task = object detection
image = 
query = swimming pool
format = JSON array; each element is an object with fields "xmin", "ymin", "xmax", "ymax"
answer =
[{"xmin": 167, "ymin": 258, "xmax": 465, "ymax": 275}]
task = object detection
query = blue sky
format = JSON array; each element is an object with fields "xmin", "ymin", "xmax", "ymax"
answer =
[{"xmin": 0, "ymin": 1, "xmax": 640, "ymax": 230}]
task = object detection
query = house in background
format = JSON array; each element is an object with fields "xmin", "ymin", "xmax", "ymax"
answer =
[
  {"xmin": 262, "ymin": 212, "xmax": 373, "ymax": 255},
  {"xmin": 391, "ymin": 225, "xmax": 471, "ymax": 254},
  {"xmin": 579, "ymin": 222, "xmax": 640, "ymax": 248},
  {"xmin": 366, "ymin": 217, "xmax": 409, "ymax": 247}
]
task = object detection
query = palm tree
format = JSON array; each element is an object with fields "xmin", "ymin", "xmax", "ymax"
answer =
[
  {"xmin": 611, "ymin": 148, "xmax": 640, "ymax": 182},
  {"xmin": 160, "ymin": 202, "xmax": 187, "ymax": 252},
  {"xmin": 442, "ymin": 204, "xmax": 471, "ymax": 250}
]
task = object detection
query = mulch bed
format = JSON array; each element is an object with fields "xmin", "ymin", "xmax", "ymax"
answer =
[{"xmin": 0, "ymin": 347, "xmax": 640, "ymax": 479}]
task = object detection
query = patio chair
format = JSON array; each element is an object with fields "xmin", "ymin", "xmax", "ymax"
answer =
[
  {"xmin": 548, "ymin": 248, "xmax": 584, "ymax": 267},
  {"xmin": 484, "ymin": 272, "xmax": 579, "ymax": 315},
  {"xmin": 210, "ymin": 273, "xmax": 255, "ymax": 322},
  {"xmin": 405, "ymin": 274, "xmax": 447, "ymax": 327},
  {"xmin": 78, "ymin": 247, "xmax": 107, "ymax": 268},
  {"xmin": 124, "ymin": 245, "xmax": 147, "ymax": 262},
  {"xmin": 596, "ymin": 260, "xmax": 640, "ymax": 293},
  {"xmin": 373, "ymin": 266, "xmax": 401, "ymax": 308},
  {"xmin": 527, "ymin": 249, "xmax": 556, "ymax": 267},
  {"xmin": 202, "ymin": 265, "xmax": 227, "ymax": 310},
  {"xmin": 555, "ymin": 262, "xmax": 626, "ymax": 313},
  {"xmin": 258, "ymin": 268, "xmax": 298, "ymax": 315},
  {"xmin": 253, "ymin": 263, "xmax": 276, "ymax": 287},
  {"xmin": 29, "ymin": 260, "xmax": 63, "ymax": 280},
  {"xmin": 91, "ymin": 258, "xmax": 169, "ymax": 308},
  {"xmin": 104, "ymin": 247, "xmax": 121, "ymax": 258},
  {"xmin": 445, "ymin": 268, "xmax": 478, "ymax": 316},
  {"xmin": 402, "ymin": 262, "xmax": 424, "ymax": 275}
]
==========
- **What this task involves**: Pull out every line of the items above that contains the string "query", treating uppercase and lowercase letters as different.

- **Result of the task**:
query = swimming pool
query = blue sky
query = house in background
query = palm tree
query = mulch bed
query = patio chair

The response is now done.